## PROVIDED RECORDS
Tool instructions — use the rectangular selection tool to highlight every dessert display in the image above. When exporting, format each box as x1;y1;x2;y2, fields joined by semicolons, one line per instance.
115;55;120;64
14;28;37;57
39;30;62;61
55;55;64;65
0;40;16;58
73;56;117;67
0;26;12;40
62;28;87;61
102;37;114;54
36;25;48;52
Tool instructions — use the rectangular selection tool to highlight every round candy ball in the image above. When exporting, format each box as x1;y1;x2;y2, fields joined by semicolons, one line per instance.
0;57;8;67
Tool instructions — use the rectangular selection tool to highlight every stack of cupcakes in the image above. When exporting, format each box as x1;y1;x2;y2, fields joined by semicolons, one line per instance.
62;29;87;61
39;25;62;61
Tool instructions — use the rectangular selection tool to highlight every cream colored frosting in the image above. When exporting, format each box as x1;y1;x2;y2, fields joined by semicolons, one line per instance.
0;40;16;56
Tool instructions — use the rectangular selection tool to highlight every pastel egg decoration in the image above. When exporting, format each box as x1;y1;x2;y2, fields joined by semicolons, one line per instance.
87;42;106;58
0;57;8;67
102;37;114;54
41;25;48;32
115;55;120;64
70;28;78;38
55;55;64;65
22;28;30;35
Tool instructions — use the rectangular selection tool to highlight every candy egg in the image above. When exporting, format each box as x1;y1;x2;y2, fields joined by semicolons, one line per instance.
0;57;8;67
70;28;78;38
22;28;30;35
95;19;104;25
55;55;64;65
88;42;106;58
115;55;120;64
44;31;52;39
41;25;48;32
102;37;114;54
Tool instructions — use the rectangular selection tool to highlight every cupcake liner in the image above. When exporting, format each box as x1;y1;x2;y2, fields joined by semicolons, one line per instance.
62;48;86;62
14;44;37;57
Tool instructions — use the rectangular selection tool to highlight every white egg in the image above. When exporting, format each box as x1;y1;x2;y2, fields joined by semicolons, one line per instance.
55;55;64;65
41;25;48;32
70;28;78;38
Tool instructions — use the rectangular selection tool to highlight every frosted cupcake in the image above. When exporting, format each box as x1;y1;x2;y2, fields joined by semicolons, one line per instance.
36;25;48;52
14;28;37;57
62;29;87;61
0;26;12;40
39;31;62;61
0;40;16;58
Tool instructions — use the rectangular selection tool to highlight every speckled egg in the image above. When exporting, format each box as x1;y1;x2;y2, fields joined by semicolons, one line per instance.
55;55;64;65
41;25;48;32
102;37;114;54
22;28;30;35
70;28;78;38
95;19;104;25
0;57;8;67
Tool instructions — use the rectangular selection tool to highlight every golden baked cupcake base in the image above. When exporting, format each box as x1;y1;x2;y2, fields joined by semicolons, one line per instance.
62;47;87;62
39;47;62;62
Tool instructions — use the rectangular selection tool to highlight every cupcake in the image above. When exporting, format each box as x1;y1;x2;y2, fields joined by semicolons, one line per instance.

## TASK TO CARRY OUT
Show each line in the items that contains the word "candy", copying every such line in full.

## FULL ANSWER
Tool instructions — use the rectangular selection tool to highlight every round candy ball in the image above. When exporting, format each box as x1;y1;x2;y2, fields joined by semicolons, one line per instance.
Tool instructions — use the rectangular selection tool to highlight every candy egg in the image above. When exporting, format each box as x1;y1;x2;y2, fields joined by semicolons, one line per instance.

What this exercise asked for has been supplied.